Nothing but the entries, copied exactly, should appear in the response.

[Exercise data Boundary: Start]

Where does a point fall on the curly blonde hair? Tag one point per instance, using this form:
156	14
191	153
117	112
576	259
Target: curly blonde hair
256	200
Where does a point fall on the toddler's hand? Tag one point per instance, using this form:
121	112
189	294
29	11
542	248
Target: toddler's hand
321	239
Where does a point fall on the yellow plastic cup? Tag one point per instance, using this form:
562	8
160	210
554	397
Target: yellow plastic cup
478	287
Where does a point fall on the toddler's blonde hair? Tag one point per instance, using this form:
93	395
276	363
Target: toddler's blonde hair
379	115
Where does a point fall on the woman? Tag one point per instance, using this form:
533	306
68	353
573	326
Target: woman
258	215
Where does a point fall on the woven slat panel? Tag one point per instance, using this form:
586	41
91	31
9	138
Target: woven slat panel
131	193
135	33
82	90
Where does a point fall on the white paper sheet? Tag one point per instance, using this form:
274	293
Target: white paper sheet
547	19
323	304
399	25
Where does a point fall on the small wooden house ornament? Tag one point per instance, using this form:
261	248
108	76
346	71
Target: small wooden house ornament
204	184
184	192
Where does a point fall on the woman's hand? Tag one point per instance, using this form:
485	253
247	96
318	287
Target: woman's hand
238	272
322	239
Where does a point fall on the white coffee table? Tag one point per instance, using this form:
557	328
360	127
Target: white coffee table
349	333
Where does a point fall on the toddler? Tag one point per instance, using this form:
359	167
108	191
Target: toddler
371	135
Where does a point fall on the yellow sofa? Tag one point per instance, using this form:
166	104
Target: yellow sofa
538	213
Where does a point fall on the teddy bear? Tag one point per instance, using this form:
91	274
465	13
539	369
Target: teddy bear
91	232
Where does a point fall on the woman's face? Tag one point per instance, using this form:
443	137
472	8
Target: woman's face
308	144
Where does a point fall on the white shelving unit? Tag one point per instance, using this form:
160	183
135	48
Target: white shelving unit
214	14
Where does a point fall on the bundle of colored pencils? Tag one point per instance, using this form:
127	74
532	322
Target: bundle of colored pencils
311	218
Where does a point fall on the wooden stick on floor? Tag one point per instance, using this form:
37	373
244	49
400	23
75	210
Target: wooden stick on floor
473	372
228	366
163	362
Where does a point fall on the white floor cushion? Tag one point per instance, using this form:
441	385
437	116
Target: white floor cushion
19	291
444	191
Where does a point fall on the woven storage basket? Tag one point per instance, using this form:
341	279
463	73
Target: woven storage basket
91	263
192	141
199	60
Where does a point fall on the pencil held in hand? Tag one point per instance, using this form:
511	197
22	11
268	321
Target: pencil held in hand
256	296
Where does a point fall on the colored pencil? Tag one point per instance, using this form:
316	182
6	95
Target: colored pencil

[Exercise data Boundary: End]

Answer area
Where does a point fall on the curly blonde hair? Tag one point per instance, using this form:
156	14
191	153
117	112
576	259
Target: curly blonde hair
256	200
Where does a point fall on the toddler's hand? Tag one point per instance, using this form:
121	112
189	294
29	11
542	248
Target: toddler's hand
321	239
Where does a point fall on the yellow plastic cup? Tag one point per instance, using this form:
562	8
160	210
554	397
Target: yellow plastic cup
478	287
Where does a point fall on the toddler's blonde hair? Tag one point per instance, using this form:
93	395
276	363
Target: toddler's blonde hair
379	115
Where does a point fall on the woman? Tag one point per instance, using this form:
533	306
68	353
573	326
Target: woman
258	215
Where does a point fall on the woven slat panel? Tag one point per instance, using this form:
586	41
91	31
9	138
Target: woven slat panel
131	193
135	33
82	90
Where does a point fall on the white paper sheet? Tag one point per instance, using this form:
274	293
Target: white paper sheet
547	19
323	304
399	25
Where does a point fall on the small wooden house ornament? Tag one point per instance, using this form:
261	248
108	76
346	71
Target: small wooden house ornament
204	184
184	192
Where does a point fall on the woman's hand? Tag one point per instance, using this form:
485	253
247	96
318	287
Target: woman's hand
238	272
322	239
Where does a point fall on the white coffee table? Tag one point per instance, using this form:
557	328
360	127
Target: white coffee table
349	333
Where does a point fall on the toddler? Tag one point per instance, using this form:
359	167
108	191
Target: toddler
371	135
Where does a point fall on the yellow sofa? Tag one point per instance, using this form:
166	104
Target: yellow sofa
538	213
Where does a point fall on the teddy bear? Tag one point per instance, using this form:
91	274
465	13
539	369
Target: teddy bear
91	232
Where does a point fall on the woman's face? Tag one point per instance, using this form:
443	137
472	8
Target: woman's face
308	144
Where does a point fall on the white shelving unit? Tag one point per instance, using this form:
160	183
135	48
Target: white shelving unit
214	14
Where does a point fall on the bundle of colored pencils? Tag one point per instance, using this form:
127	74
532	322
Target: bundle of colored pencils
311	218
Where does a point fall on the wooden stick on floor? Tag one point per instance, using this form:
37	373
244	49
400	23
75	210
Target: wooden stick on floor
473	372
228	366
163	362
Where does a point fall on the white floor cushion? Tag one point per instance, using this form:
441	385
437	116
Target: white floor cushion
19	291
444	191
Where does a point fall on the woven storage basket? Tag one point per instance, using this form:
341	279
463	73
Target: woven storage basket
91	263
192	141
199	60
Where does a point fall on the pencil held in hand? Tag one point per instance, using this form:
511	197
22	11
268	321
Target: pencil held in hand
256	296
Where does a point fall on the colored pencil? Tag one point per instance, using this form:
316	182
6	95
Target: colored pencil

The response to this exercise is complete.